Data for this task below:

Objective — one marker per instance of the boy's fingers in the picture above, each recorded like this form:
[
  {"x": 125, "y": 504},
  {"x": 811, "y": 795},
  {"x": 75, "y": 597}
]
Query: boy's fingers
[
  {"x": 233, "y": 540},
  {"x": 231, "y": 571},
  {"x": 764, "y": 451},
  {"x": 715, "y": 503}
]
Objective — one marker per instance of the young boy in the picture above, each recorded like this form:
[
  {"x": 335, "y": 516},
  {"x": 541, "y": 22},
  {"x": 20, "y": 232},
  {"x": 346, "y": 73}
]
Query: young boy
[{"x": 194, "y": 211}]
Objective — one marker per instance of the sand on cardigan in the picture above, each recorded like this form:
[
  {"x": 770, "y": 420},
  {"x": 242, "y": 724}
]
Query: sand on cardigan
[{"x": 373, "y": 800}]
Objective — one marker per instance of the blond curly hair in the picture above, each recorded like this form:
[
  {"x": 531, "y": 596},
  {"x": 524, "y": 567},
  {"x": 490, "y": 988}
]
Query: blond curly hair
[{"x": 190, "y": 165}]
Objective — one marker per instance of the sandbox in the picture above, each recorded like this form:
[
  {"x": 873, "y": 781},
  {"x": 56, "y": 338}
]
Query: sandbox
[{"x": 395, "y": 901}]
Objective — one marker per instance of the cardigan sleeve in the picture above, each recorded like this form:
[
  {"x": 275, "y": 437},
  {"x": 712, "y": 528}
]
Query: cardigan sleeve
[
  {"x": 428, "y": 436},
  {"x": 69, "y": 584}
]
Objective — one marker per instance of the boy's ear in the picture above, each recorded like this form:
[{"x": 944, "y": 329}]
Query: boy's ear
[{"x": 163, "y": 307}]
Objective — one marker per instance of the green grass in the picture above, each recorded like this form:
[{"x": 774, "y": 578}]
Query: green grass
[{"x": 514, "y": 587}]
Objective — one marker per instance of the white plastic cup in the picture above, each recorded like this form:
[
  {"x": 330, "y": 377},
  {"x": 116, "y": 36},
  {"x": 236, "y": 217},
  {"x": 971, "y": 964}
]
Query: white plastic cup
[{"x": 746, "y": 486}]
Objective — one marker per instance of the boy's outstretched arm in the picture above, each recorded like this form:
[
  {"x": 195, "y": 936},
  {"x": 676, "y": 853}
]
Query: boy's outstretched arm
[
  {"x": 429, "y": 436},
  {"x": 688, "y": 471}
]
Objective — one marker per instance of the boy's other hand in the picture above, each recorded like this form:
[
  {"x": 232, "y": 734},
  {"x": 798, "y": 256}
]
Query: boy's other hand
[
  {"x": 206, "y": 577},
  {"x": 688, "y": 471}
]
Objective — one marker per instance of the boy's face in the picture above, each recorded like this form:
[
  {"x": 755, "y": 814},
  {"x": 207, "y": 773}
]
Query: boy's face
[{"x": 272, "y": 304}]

End of Data for this task.

[Action item] Would you output every entry exactly as it was written?

[Worked solution]
Objective — one marker per instance of the boy's fingers in the picture above, each recorded like this form:
[
  {"x": 125, "y": 504},
  {"x": 811, "y": 795},
  {"x": 75, "y": 597}
]
Query: boy's fingers
[
  {"x": 233, "y": 540},
  {"x": 231, "y": 571},
  {"x": 764, "y": 451},
  {"x": 715, "y": 503}
]
Objective — one marker per instance of the young boy in the picture above, each recorded like this form:
[
  {"x": 335, "y": 516},
  {"x": 541, "y": 22},
  {"x": 20, "y": 232},
  {"x": 346, "y": 73}
]
Query: young boy
[{"x": 194, "y": 211}]
Objective — one marker per instance of the sand on cardigan in the picture above, each recorded like this form:
[
  {"x": 770, "y": 420},
  {"x": 242, "y": 724}
]
Query: sand on cardigan
[{"x": 373, "y": 800}]
Objective — one marker per instance of the blond curly hair in the picture above, each recorded like this form:
[
  {"x": 531, "y": 596},
  {"x": 524, "y": 567},
  {"x": 490, "y": 988}
]
Query: blond curly hair
[{"x": 190, "y": 165}]
Objective — one marker per instance of the sandbox in the picture above, each recorded like this form:
[
  {"x": 873, "y": 781},
  {"x": 56, "y": 338}
]
Query: sandbox
[{"x": 395, "y": 901}]
Objective — one marker per instance of the cardigan sleeve in the picture above, each recorded like this form:
[
  {"x": 275, "y": 437},
  {"x": 712, "y": 528}
]
Query: cardigan sleeve
[
  {"x": 428, "y": 436},
  {"x": 69, "y": 584}
]
Objective — one marker per instance of the boy's ear in the picture above, each recorded like this form:
[{"x": 944, "y": 329}]
Query: boy's ear
[{"x": 163, "y": 307}]
Objective — one marker per instance of the green grass in the picture above, each recorded like this form:
[{"x": 774, "y": 578}]
Query: green grass
[{"x": 514, "y": 587}]
Objective — one marker per instance of the white plastic cup in the picture above, each recorded like this form:
[
  {"x": 330, "y": 377},
  {"x": 116, "y": 36},
  {"x": 236, "y": 217},
  {"x": 971, "y": 964}
]
Query: white plastic cup
[{"x": 746, "y": 486}]
Objective — one marker per instance of the boy's outstretched arm in the picture above, each recorded like this form:
[
  {"x": 195, "y": 936},
  {"x": 676, "y": 853}
]
Query: boy's outstretched arm
[
  {"x": 429, "y": 436},
  {"x": 688, "y": 471}
]
Objective — one marker per instance of the boy's other hand in the picture above, each recorded like this form:
[
  {"x": 232, "y": 734},
  {"x": 798, "y": 256}
]
Query: boy's other hand
[
  {"x": 206, "y": 577},
  {"x": 688, "y": 471}
]
Objective — one marker per instance of the boy's face in the picture above, each recorded like this form:
[
  {"x": 755, "y": 814},
  {"x": 207, "y": 773}
]
Query: boy's face
[{"x": 272, "y": 304}]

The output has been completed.